Task objective:
Carry on the forum thread about the CalArts Film Directing MFA from the point where it ends.

Text segment:
# Calarts Film Directing



## K.Sun (Jan 26, 2018)

Din't see a thread on Calarts. Is it not popular? I took summer classes of directing there and the teachers are wonderful. Just wish to see people discuss this program. I applied and a couple of my friends are there under different programs.


----------



## IndecisiveElle (Jan 27, 2018)

Doesn't look like there are many applications to CalArts on the forum this year, but don't forget we're a small sample of who is applying to MFA programs. Just because no one is talking about it on here doesn't mean it's not a well-ranked popular school. 
In the past there are more forum members who have applied there, so maybe do a search of previous years discussions.


----------



## MC (Jan 29, 2018)

Hi! I applied to the CalArts MFA in Film Directing too! I have yet to hear anything but my sister just got an interview for their animation program today! Getting nervous now, but I suppose no news is good news for now.


----------



## Xylo (Feb 2, 2018)

I'm a CalArts alum. There are wonderful faculty, classes, and students there. The Film Directing program is not unpopular, but Character Animation tends to overshadow everything else. Good luck to all who applied!


----------



## Cindy Yu (Feb 14, 2018)

Does Calarts send all the interview email in one day? 
That is too sad...

Is there anybody know how many students Calarts will receive one year in Film Directing?


----------



## K.Sun (Feb 20, 2018)

Xylo said:


> I'm a CalArts alum. There are wonderful faculty, classes, and students there. The Film Directing program is not unpopular, but Character Animation tends to overshadow everything else. Good luck to all who applied!


Thank you. I wonder if you remember what kind of questions they asked you in interview? They told me the interview is only 10 minutes and I'm really nervous cause I don't know what to prepare.


----------



## MC (Feb 20, 2018)

K.Sun said:


> Thank you. I wonder if you remember what kind of questions they asked you in interview? They told me the interview is only 10 minutes and I'm really nervous cause I don't know what to prepare.


Wowzers! 10 minutes only? Might I ask from who did you hear that from? I got an interview too and am really nervous too!


----------



## estherk (Feb 21, 2018)

Records shown:

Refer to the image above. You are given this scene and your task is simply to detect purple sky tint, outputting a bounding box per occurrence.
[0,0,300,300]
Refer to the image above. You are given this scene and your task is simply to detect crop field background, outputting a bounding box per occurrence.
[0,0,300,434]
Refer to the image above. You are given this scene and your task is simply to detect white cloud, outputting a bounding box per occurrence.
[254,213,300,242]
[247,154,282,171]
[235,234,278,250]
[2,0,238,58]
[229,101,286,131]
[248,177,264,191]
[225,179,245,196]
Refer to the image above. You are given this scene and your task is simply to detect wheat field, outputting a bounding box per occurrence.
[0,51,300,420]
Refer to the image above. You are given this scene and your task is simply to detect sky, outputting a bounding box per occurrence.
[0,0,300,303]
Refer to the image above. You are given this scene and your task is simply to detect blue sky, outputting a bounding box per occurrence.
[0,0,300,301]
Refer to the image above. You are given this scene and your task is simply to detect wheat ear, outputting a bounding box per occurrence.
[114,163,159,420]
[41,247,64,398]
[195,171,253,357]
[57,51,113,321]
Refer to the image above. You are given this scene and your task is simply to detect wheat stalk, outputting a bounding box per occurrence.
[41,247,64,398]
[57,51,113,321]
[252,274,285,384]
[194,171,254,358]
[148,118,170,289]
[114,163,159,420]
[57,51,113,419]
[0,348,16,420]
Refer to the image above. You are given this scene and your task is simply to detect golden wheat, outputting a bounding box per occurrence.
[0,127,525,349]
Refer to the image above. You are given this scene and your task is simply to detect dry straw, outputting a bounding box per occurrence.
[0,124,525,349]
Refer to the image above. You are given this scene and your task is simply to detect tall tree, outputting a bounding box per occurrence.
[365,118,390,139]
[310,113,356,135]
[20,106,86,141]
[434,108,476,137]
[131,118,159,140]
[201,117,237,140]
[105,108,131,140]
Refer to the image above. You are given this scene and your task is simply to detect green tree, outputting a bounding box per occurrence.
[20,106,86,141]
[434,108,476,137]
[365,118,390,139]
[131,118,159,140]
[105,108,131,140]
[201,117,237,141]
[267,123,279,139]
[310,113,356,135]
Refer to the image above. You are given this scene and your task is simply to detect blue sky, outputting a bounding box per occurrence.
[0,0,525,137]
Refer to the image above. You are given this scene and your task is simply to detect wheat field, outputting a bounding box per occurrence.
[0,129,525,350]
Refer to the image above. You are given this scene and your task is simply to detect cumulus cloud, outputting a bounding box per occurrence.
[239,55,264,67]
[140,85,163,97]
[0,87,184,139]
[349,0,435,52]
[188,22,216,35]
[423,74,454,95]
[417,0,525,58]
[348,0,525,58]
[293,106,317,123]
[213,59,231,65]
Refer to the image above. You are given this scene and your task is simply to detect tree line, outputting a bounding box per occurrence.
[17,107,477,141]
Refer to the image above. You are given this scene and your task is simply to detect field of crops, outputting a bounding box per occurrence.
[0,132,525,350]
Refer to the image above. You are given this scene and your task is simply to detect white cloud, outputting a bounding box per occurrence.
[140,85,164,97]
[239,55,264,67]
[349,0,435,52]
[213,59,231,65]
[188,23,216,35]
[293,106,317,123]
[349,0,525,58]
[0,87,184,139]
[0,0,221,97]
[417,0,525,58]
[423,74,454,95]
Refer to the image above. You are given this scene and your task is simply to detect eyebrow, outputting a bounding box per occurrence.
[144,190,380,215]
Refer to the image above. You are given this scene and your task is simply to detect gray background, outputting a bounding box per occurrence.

Result for this exercise:
I had my Skype interview today. Yours might be a bit different because I applied to the Film/Video program. But, it was a brief interview with 4 faculty members and each of them asked me a question. They were pretty basic, such as Why CalArts? Why do you want a MFA now? What projects are you working on? What kinds of films do you envision making? And then they asked me what questions I had for them.


----------



## K.Sun (Feb 21, 2018)

jaq said:


> Wowzers! 10 minutes only? Might I ask from who did you hear that from? I got an interview too and am really nervous too!


Eve LaFountain contacted me. She says it will be a short interview. 
I've been to Calarts. They're friendly and artistic but I don't really know how they choose students.


----------



## K.Sun (Feb 21, 2018)

estherk said:


> I had my Skype interview today. Yours might be a bit different because I applied to the Film/Video program. But, it was a brief interview with 4 faculty members and each of them asked me a question. They were pretty basic, such as Why CalArts? Why do you want a MFA now? What projects are you working on? What kinds of films do you envision making? And then they asked me what questions I had for them.


Fun! How long was your interview may I ask?


----------



## estherk (Feb 21, 2018)

It was 10 minutes.


----------



## estherk (Mar 11, 2018)

Have any of you heard back from CalArts yet?


----------



## jasonyjn (Mar 12, 2018)

estherk said:


> Have any of you heard back from CalArts yet?


 
Hi, there

Got an interview too, but heard nothing back yet. some international students already got their offer, so I think the circumstance is not quite hopeful.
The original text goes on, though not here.